- **Direction**: Print out every record exactly as it appears.

- **Given records**:
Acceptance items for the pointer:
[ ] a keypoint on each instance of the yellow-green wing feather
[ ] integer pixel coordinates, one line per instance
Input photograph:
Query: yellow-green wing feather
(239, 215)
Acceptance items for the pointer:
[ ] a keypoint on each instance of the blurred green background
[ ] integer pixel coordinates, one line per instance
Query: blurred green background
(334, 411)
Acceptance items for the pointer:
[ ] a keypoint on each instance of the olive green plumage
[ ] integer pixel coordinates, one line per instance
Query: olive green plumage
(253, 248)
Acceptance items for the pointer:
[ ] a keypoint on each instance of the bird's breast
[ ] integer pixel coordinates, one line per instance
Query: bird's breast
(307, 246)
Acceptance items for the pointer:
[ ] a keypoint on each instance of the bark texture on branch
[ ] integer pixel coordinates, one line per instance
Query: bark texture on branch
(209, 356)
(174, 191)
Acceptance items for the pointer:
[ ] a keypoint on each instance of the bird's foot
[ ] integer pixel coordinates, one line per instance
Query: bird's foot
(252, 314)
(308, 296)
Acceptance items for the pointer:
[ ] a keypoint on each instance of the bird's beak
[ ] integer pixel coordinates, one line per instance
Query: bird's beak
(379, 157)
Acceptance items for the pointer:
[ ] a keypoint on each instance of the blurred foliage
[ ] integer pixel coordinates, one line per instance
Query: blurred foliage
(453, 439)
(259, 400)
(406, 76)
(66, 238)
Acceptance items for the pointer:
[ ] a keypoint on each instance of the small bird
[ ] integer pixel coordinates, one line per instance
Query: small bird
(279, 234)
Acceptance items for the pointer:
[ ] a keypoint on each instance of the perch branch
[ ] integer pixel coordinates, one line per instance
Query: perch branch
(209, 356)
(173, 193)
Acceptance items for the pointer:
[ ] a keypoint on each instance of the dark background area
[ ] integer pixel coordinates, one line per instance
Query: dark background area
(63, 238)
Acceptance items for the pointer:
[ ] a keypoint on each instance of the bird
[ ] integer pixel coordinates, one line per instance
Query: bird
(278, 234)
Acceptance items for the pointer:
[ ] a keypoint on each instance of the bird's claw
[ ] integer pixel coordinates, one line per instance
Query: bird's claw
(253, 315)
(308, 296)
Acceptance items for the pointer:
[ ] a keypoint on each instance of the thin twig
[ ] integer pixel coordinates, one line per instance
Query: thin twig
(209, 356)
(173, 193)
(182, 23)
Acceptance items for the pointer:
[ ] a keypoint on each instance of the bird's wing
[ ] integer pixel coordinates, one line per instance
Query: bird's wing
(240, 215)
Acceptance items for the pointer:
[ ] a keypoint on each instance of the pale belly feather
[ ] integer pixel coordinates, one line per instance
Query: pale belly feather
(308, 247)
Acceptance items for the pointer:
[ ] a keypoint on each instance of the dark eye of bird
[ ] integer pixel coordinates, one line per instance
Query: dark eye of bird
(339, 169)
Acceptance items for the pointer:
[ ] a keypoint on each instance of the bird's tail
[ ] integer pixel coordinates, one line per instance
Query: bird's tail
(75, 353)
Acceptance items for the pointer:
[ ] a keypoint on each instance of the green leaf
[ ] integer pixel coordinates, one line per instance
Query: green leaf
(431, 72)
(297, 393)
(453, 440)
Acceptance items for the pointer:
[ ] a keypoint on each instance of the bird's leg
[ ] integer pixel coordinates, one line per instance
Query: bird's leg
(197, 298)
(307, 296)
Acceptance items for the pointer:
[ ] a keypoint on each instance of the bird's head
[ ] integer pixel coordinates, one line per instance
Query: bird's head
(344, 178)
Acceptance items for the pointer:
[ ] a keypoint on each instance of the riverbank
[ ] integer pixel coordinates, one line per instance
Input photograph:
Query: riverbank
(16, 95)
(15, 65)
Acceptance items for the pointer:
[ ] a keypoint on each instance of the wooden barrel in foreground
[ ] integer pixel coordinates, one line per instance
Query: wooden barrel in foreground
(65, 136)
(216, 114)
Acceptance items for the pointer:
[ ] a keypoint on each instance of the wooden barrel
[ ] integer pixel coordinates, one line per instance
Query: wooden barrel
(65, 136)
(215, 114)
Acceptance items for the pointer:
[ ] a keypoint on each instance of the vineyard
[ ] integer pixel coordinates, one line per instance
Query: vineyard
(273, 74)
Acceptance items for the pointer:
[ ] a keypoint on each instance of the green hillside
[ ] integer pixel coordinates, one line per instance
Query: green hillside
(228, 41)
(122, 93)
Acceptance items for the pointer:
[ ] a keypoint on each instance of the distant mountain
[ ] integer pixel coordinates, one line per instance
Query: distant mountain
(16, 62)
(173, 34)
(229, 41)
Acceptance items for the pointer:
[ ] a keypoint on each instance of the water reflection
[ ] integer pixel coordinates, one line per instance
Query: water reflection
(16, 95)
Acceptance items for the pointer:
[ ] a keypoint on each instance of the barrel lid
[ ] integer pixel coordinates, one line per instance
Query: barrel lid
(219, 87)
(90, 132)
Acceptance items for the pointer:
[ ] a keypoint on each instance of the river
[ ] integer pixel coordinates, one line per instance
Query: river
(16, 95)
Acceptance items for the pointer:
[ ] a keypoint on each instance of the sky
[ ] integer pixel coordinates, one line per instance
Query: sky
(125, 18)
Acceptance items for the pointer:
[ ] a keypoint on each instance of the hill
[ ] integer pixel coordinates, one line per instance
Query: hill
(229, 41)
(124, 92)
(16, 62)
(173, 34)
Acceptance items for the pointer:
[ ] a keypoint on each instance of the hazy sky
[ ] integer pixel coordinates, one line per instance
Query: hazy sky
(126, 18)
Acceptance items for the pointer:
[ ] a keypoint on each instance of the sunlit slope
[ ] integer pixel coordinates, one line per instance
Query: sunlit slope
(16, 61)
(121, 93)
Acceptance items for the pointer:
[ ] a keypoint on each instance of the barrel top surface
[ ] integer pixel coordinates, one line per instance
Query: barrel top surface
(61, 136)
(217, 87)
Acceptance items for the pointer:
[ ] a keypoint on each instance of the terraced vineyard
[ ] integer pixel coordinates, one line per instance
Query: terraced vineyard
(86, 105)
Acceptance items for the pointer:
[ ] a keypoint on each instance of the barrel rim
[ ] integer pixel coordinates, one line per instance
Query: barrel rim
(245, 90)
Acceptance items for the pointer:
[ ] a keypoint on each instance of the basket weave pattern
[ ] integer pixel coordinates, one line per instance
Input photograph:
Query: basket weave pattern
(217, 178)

- **Full output**:
Acceptance items for the pointer:
[ ] a keypoint on each instance of the yellow-green wing feather
[ ] integer pixel coordinates, one line per instance
Input photograph:
Query: yellow-green wing feather
(239, 215)
Acceptance items for the pointer:
[ ] a keypoint on each instance of the blurred green background
[ ] integer pixel coordinates, one line per instance
Query: blurred green background
(334, 411)
Acceptance items for the pointer:
[ ] a keypoint on each instance of the olive green plumage
[ ] integer pixel coordinates, one line per instance
Query: olive green plumage
(253, 248)
Acceptance items for the pointer:
[ ] a keypoint on each instance of the bird's breast
[ ] integer pixel coordinates, one line per instance
Query: bird's breast
(307, 246)
Acceptance items for the pointer:
[ ] a keypoint on each instance of the bark texture on branch
[ ] integer pixel coordinates, one line per instance
Query: bark texture on branch
(209, 356)
(174, 191)
Acceptance items for the pointer:
[ ] a keypoint on each instance of the bird's foot
[ ] integer pixel coordinates, one line per instance
Query: bird's foot
(252, 314)
(308, 296)
Acceptance items for the pointer:
[ ] a keypoint on each instance of the bird's beak
[ ] integer pixel coordinates, one line per instance
Query: bird's beak
(379, 157)
Acceptance items for the pointer:
[ ] a keypoint on each instance of the blurred foliage
[ ] integer pixel coordinates, one line per instance
Query: blurred foliage
(453, 439)
(259, 400)
(406, 76)
(66, 238)
Acceptance items for the pointer:
[ ] a keypoint on each instance of the small bird
[ ] integer pixel coordinates, one line per instance
Query: small bird
(279, 234)
Acceptance items for the pointer:
[ ] a keypoint on each instance of the perch branch
[ ] integer pixel coordinates, one line per instance
Query: perch branch
(209, 356)
(173, 193)
Acceptance items for the pointer:
[ ] a keypoint on each instance of the dark background area
[ ] integer pixel coordinates, one line per instance
Query: dark background area
(63, 238)
Acceptance items for the pointer:
[ ] a keypoint on each instance of the bird
[ ] integer pixel coordinates, one line per instance
Query: bird
(278, 234)
Acceptance items for the pointer:
[ ] a keypoint on each instance of the bird's claw
[ ] integer pixel coordinates, one line per instance
Query: bird's claw
(253, 315)
(308, 296)
Acceptance items for the pointer:
[ ] a keypoint on each instance of the thin twig
[ ] integer pixel coordinates, one line per instance
Query: thin twig
(209, 356)
(173, 193)
(182, 23)
Acceptance items for the pointer:
[ ] a keypoint on each instance of the bird's wing
[ ] integer pixel coordinates, one line per instance
Query: bird's wing
(240, 215)
Acceptance items for the pointer:
[ ] a keypoint on each instance of the pale belly feather
[ ] integer pixel coordinates, one line per instance
Query: pale belly feather
(308, 247)
Acceptance items for the pointer:
[ ] a keypoint on each instance of the dark eye of bird
[ ] integer pixel coordinates, one line per instance
Query: dark eye of bird
(339, 169)
Acceptance items for the pointer:
[ ] a keypoint on each instance of the bird's tail
[ ] integer pixel coordinates, one line per instance
Query: bird's tail
(75, 353)
Acceptance items for the pointer:
[ ] a keypoint on each instance of the green leaf
[ ] integer pixel coordinates, one line per instance
Query: green leaf
(431, 72)
(297, 393)
(453, 440)
Acceptance items for the pointer:
[ ] a keypoint on each instance of the bird's leg
[ ] integer pixel coordinates, one line per instance
Query: bird's leg
(197, 298)
(307, 296)
Acceptance items for the pointer:
[ ] a keypoint on each instance of the bird's head
[ ] integer pixel coordinates, one line per instance
Query: bird's head
(344, 178)
Acceptance items for the pointer:
[ ] a keypoint on each instance of the riverbank
[ ] integer pixel coordinates, one line per instance
Input photograph:
Query: riverbank
(16, 95)
(15, 65)
Acceptance items for the pointer:
[ ] a keypoint on each instance of the wooden barrel in foreground
[ ] integer pixel coordinates, one line per instance
Query: wooden barrel in foreground
(65, 136)
(216, 114)
Acceptance items for the pointer:
[ ] a keypoint on each instance of the wooden barrel
[ ] integer pixel coordinates, one line per instance
Query: wooden barrel
(65, 136)
(215, 114)
Acceptance items for the pointer:
[ ] a keypoint on each instance of the vineyard
[ ] integer pixel coordinates, one line per instance
Query: vineyard
(273, 74)
Acceptance items for the pointer:
[ ] a keypoint on each instance of the green hillside
[ ] integer pixel coordinates, one line per instance
Query: green hillside
(228, 41)
(122, 93)
Acceptance items for the pointer:
[ ] a keypoint on each instance of the distant mountain
[ ] integer pixel coordinates, one line per instance
Query: distant mountain
(16, 62)
(173, 34)
(229, 41)
Acceptance items for the pointer:
[ ] a keypoint on each instance of the water reflection
[ ] integer pixel coordinates, one line per instance
Query: water reflection
(16, 95)
Acceptance items for the pointer:
[ ] a keypoint on each instance of the barrel lid
[ ] integer pixel coordinates, one line per instance
Query: barrel lid
(219, 87)
(90, 132)
Acceptance items for the pointer:
[ ] a keypoint on each instance of the river
[ ] integer pixel coordinates, one line per instance
Query: river
(16, 95)
Acceptance items for the pointer:
[ ] a keypoint on each instance of the sky
[ ] integer pixel coordinates, one line per instance
Query: sky
(125, 18)
Acceptance items for the pointer:
[ ] a keypoint on each instance of the hill
[ ] integer pixel coordinates, one line per instance
Query: hill
(229, 41)
(124, 92)
(16, 62)
(173, 34)
Acceptance items for the pointer:
[ ] a keypoint on each instance of the hazy sky
[ ] integer pixel coordinates, one line per instance
Query: hazy sky
(126, 18)
Acceptance items for the pointer:
[ ] a keypoint on each instance of the sunlit slope
[ ] integer pixel coordinates, one line per instance
Query: sunlit slope
(16, 61)
(121, 93)
Acceptance items for the pointer:
[ ] a keypoint on each instance of the barrel top surface
[ ] integer pixel coordinates, one line per instance
Query: barrel top surface
(61, 136)
(217, 87)
Acceptance items for the pointer:
[ ] a keypoint on each instance of the terraced vineyard
[ ] integer pixel coordinates, one line per instance
Query: terraced vineyard
(86, 105)
Acceptance items for the pointer:
[ ] a keypoint on each instance of the barrel rim
[ ] integer pixel coordinates, one line per instance
Query: barrel rim
(245, 90)
Acceptance items for the pointer:
[ ] a keypoint on each instance of the basket weave pattern
[ ] integer pixel coordinates, one line per instance
Input photograph:
Query: basket weave pattern
(217, 178)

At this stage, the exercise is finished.